---------- Task material ----------

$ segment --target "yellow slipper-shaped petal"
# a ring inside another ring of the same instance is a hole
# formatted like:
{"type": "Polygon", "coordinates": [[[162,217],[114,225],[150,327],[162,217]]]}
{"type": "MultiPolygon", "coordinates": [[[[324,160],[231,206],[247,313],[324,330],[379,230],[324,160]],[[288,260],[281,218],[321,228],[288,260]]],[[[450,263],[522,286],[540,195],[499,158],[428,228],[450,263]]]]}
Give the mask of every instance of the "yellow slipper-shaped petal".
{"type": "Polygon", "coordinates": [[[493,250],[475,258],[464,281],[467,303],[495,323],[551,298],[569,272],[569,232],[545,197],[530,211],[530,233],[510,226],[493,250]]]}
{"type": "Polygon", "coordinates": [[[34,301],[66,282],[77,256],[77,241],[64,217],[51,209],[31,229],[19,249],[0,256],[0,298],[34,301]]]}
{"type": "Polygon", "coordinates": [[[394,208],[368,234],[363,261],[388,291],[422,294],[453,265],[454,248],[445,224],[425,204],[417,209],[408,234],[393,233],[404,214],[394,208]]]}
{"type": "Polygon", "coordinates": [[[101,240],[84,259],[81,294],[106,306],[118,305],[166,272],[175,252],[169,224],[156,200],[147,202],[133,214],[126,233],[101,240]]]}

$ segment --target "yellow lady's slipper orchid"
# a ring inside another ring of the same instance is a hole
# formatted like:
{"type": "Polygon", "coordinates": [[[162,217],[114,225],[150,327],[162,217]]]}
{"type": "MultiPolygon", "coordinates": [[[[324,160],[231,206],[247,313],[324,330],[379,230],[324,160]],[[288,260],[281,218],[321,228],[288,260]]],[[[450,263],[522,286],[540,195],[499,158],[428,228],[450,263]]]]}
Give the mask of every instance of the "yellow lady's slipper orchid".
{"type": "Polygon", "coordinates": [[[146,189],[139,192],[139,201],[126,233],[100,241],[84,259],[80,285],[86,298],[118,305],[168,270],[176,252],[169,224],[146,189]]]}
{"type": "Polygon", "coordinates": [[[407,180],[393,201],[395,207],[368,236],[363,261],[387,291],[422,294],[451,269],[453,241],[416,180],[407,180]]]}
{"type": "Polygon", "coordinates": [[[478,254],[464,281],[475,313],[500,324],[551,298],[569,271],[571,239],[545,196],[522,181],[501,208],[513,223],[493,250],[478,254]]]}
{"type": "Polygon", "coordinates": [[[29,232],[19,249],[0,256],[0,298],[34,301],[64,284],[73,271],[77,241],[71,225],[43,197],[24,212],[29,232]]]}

----------

Give every line of the material again, exactly as it reads.

#### Task response:
$ segment --target "yellow slipper-shaped petal"
# a ring inside another ring of the same instance is a hole
# formatted like:
{"type": "Polygon", "coordinates": [[[162,217],[114,225],[150,327],[162,217]]]}
{"type": "MultiPolygon", "coordinates": [[[[324,160],[231,206],[247,313],[324,330],[379,230],[324,160]],[[288,260],[281,218],[321,228],[288,260]]],[[[450,263],[522,286],[540,195],[499,158],[428,228],[450,263]]]]}
Give the mask of every instance of the "yellow slipper-shaped petal".
{"type": "Polygon", "coordinates": [[[493,250],[475,258],[464,281],[467,303],[495,323],[551,298],[569,272],[569,232],[545,197],[530,211],[530,233],[510,226],[493,250]]]}
{"type": "Polygon", "coordinates": [[[34,301],[66,282],[77,256],[77,241],[64,217],[51,209],[31,229],[19,249],[0,256],[0,298],[34,301]]]}
{"type": "Polygon", "coordinates": [[[394,208],[368,234],[363,261],[388,291],[422,294],[453,265],[454,248],[445,224],[425,204],[417,209],[408,234],[393,233],[404,214],[394,208]]]}
{"type": "Polygon", "coordinates": [[[101,240],[84,259],[81,294],[106,306],[118,305],[166,272],[175,252],[169,224],[156,200],[147,202],[133,214],[126,233],[101,240]]]}

$ segment --target "yellow lady's slipper orchid"
# a ring inside another ring of the same instance is a hole
# formatted like:
{"type": "Polygon", "coordinates": [[[162,217],[114,225],[150,327],[162,217]]]}
{"type": "MultiPolygon", "coordinates": [[[[324,160],[231,206],[247,313],[324,330],[379,230],[324,160]],[[288,260],[281,218],[321,228],[288,260]]],[[[450,263],[522,286],[540,195],[499,158],[428,228],[450,263]]]]}
Give the mask of every instance of the "yellow lady's slipper orchid".
{"type": "Polygon", "coordinates": [[[146,189],[139,192],[139,201],[126,233],[100,241],[84,259],[80,285],[86,298],[118,305],[168,270],[176,252],[169,224],[146,189]]]}
{"type": "Polygon", "coordinates": [[[407,180],[393,201],[395,207],[368,236],[363,261],[387,291],[422,294],[451,269],[453,241],[416,180],[407,180]]]}
{"type": "Polygon", "coordinates": [[[478,254],[464,281],[475,313],[500,324],[551,298],[569,271],[571,239],[545,196],[522,181],[501,208],[513,223],[493,250],[478,254]]]}
{"type": "Polygon", "coordinates": [[[29,232],[19,249],[0,256],[0,298],[34,301],[64,284],[73,271],[77,241],[71,225],[43,197],[24,212],[29,232]]]}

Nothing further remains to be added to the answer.